---------- PAGE EXTRACT

Consumers have power in the cereal aisle … but big companies have more.
As UCS showed with this interactive feature earlier this year, we have choices when we go to the supermarket (though public policies and corporate actions largely create and prop up those choices). To improve the impact of your cereal habit, the best option right now is probably to choose an organic brand. Grains grown organically avoid a lot of environmental damage, and while farmers can pursue sustainable practices without being certified organic, the USDA organic label is currently the best signal to consumers that packaged food ingredients are grown in better ways.
Then there's oatmeal. I wrote about its power a couple of years ago, and our new report bears out that sustainably grown whole oats have even more soil-saving, pollution-preventing potential than formulated oat-based cereals, simply because there are more oats per serving. (Although personally, I won't return to my favorite organic oatmeal until this heat breaks in the fall.)

--------------------

# [WHAT NEEDS TO BE DONE]
Copy out word for word the stretch of the passage on cereal choices that begins at "Then there's oatmeal." and ends with "in the fall.)".

---------- GIVEN INFORMATION

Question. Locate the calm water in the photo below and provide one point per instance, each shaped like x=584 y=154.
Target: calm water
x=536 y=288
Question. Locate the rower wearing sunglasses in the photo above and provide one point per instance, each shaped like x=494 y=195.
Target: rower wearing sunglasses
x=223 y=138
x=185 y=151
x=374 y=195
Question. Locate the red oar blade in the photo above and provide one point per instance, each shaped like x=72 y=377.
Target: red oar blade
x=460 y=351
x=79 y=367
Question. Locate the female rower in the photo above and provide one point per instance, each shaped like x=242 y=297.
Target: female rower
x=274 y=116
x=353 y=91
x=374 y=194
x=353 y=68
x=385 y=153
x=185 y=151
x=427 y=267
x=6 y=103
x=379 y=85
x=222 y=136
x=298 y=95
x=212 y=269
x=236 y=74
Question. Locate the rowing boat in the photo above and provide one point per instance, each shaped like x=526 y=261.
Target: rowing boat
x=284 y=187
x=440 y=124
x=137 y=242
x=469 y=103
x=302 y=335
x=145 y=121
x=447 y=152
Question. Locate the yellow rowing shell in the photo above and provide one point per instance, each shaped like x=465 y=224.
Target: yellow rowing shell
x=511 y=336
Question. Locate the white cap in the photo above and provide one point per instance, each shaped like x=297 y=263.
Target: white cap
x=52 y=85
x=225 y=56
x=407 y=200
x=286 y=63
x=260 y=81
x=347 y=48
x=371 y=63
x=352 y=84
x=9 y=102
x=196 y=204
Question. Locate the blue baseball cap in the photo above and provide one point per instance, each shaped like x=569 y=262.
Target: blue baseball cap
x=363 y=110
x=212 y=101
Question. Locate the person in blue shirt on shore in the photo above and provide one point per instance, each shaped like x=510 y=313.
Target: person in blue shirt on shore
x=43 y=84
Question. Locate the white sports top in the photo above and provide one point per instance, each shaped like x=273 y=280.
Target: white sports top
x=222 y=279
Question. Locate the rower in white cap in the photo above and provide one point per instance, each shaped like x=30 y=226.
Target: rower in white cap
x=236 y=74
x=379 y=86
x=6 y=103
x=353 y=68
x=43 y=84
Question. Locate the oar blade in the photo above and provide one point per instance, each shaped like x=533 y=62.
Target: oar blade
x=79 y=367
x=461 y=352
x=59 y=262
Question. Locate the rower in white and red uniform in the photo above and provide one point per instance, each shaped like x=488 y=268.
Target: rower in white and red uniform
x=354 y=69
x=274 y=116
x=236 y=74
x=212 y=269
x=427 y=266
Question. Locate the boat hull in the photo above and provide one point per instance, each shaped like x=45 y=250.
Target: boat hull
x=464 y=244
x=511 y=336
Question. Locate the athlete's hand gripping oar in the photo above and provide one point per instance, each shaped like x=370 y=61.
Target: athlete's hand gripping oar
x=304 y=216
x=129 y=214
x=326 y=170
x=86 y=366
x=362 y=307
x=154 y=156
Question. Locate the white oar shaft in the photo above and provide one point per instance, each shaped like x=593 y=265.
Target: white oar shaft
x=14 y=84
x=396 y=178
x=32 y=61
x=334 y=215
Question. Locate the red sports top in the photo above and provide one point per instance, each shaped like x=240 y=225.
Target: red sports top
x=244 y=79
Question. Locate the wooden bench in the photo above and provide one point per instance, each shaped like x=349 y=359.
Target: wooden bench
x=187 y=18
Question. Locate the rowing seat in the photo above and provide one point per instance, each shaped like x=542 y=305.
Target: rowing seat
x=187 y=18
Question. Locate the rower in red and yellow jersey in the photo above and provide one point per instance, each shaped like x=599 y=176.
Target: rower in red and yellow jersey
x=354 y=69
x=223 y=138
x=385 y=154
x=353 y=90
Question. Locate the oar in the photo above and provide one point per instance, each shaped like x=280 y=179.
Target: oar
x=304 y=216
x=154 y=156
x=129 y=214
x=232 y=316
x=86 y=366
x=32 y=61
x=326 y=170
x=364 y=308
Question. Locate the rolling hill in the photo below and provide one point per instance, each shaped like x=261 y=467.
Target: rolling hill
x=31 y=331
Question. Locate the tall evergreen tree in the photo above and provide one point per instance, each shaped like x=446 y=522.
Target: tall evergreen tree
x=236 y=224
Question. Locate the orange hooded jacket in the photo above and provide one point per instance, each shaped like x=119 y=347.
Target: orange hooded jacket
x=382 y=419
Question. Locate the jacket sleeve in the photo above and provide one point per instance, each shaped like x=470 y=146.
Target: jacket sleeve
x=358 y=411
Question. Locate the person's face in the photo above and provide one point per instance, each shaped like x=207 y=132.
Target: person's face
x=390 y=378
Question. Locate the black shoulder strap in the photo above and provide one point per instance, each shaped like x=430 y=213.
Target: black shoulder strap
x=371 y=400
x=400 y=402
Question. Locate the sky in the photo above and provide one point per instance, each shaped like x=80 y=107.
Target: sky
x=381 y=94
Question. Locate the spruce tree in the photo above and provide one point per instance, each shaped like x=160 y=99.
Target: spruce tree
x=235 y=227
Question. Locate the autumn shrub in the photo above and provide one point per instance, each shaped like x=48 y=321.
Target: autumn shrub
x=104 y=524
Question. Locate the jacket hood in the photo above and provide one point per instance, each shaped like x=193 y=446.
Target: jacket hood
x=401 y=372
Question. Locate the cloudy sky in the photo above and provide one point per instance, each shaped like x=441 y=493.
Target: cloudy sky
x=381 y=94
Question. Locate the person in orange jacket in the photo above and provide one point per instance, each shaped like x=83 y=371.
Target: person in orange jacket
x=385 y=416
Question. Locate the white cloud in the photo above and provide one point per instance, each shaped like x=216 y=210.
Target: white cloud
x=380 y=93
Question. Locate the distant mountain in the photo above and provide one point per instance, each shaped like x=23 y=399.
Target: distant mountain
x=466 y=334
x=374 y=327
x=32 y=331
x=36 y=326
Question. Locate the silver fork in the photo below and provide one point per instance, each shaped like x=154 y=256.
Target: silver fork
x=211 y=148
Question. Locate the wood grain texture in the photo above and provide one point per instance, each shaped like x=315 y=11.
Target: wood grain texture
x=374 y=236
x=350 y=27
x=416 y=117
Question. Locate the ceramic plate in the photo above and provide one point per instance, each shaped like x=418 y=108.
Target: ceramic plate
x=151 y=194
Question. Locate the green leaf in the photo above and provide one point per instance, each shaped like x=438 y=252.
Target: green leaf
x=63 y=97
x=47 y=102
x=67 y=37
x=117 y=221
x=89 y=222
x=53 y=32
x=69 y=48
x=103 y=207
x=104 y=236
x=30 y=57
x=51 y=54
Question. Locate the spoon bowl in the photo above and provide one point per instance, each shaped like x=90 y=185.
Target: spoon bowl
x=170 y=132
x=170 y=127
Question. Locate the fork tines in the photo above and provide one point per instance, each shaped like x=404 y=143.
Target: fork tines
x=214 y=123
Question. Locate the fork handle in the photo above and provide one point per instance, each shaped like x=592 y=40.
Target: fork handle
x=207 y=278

--------------------

# [FULL ANSWER]
Then there's oatmeal. I wrote about its power a couple of years ago, and our new report bears out that sustainably grown whole oats have even more soil-saving, pollution-preventing potential than formulated oat-based cereals, simply because there are more oats per serving. (Although personally, I won't return to my favorite organic oatmeal until this heat breaks in the fall.)